Exercise directions: Produce a verbatim transcription of the entries, with all pictures omitted.

Input data:

%%

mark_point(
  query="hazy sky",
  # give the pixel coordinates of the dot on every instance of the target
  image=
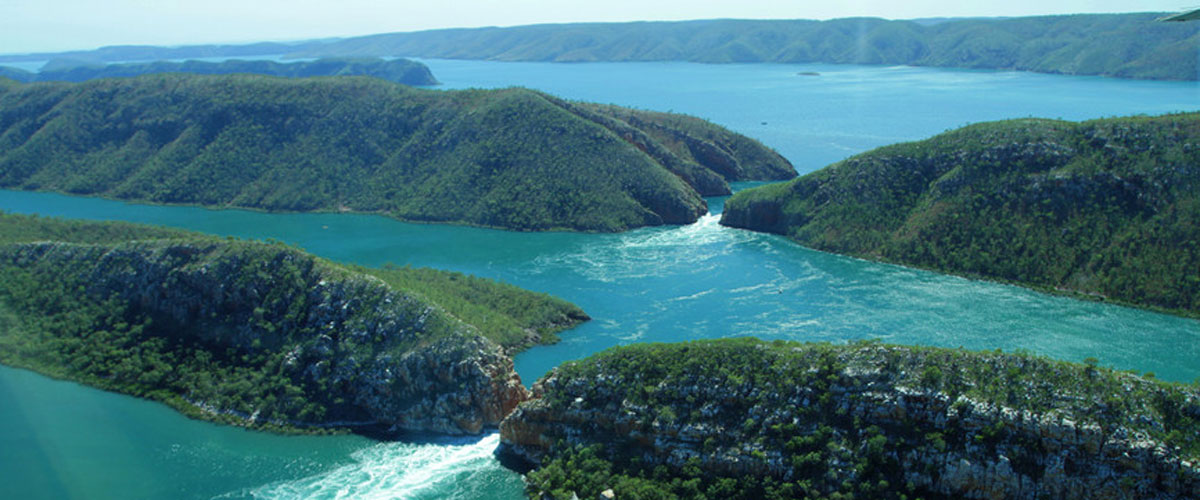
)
(52, 25)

%%

Task result:
mark_point(
  query="hazy sky",
  # give the pixel coordinates of the dot on every instance of the target
  image=
)
(52, 25)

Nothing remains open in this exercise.